## Given exercise A
Answer these questions using the foresight research post, one answer per line, marked (i), (ii), (iii):
(i) Who completed the MRP titled Foresight Playback?
(ii) About how far is Dayton from Toronto, and in which direction?
(iii) Which cyclic models does the MRP bring together?
## Given exercise B
Return the part of the foresight research post from "Peter Jones Cultural" to "the auto industry).", copied word for word.

Foresight Playback: Cyclic Models in Foresight Research

Peter Jones Cultural innovation, Innovation, Strategic Foresight

In a series of posts here, I’m continuing to discuss our Strategic Foresight & Innovation research after student graduation.

Neal Halvorsen completed his MRP Foresight Playback (Mapping the Future of Industrial Regions by Learning from Historical Cycles of Innovation) after conducting field research in my hometown of Dayton, Ohio. Dayton is almost 500 miles south of Toronto, following the 401 to I-75 South to  Detroit, Toledo, Lima, and then Dayton (a string of cities connected on I-75 to the auto industry).

Neal’s MRP on learning from historical cycles of innovation is at: Notably he draws on the mix of cyclic anticipatory models “Kondratieff, Schumpeter, Elliot waves and the Fourth Turning generational cycles are brought together to show how cycles of innovation and decline can be mapped over long periods, adding to the insights that other foresight methodologies can bring to cluster planning.” Uniquely. He integrates these to synthesize their complementary relationships over time, to examine historical patterns into contemporary era, and to suggest this model as a long-horizon planning system for innovation cluster foresight, strategic formation, and investment.

## Excerpted data
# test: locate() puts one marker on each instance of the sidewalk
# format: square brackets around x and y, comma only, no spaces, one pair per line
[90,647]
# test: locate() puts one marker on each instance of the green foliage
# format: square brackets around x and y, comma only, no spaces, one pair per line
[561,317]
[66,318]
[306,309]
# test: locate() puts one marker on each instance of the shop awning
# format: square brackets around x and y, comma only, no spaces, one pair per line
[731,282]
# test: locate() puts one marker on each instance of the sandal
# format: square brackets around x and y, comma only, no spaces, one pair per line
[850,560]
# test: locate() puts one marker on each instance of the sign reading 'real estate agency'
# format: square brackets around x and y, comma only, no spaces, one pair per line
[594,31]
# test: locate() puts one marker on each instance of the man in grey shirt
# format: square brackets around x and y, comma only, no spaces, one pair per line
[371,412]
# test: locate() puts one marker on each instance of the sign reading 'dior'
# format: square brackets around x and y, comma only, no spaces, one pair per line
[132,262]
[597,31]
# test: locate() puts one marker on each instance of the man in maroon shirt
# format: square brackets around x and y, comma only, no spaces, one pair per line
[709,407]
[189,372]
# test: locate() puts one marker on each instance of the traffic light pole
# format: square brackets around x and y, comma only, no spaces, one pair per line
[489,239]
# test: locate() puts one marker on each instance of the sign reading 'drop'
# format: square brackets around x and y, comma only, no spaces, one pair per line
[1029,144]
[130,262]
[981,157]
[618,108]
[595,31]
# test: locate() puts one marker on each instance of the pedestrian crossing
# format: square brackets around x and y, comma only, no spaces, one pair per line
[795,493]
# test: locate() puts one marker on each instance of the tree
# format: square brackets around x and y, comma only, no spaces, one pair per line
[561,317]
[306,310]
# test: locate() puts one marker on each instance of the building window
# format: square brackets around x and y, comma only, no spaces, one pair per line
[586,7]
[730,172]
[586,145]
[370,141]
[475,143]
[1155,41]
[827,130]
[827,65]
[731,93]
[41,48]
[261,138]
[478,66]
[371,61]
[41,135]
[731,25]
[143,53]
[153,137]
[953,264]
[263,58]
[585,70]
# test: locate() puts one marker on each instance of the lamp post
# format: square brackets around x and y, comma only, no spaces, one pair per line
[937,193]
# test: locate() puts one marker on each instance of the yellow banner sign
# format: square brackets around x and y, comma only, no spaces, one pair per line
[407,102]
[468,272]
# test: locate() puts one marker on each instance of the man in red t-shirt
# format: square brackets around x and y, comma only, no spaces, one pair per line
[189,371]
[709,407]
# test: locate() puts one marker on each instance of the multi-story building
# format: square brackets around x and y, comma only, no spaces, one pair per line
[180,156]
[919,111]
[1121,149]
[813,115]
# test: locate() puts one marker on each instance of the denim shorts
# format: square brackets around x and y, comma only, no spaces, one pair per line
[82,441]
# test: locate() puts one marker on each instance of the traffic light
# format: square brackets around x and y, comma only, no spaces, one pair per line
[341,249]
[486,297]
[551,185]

---

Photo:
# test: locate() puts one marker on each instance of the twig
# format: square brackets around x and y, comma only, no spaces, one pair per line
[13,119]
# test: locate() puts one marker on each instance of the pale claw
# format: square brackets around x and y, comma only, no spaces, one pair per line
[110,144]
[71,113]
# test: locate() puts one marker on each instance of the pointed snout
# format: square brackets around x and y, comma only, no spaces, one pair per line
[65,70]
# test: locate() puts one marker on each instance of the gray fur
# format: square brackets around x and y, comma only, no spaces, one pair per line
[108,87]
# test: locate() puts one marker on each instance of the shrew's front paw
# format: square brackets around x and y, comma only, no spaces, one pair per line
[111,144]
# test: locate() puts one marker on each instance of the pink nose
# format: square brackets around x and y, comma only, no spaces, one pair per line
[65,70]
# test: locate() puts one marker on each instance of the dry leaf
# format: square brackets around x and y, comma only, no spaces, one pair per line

* * *

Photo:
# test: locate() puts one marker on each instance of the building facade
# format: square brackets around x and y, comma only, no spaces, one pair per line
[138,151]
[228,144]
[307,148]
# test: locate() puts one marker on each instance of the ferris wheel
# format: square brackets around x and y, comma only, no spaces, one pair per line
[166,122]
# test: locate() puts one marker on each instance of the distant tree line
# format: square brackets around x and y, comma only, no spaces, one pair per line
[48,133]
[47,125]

## Complete output A
(i) Neal Halvorsen
(ii) Almost 500 miles south
(iii) Kondratieff, Schumpeter, Elliot waves and the Fourth Turning generational cycles

## Complete output B
Peter Jones Cultural innovation, Innovation, Strategic Foresight

In a series of posts here, I’m continuing to discuss our Strategic Foresight & Innovation research after student graduation.

Neal Halvorsen completed his MRP Foresight Playback (Mapping the Future of Industrial Regions by Learning from Historical Cycles of Innovation) after conducting field research in my hometown of Dayton, Ohio. Dayton is almost 500 miles south of Toronto, following the 401 to I-75 South to  Detroit, Toledo, Lima, and then Dayton (a string of cities connected on I-75 to the auto industry).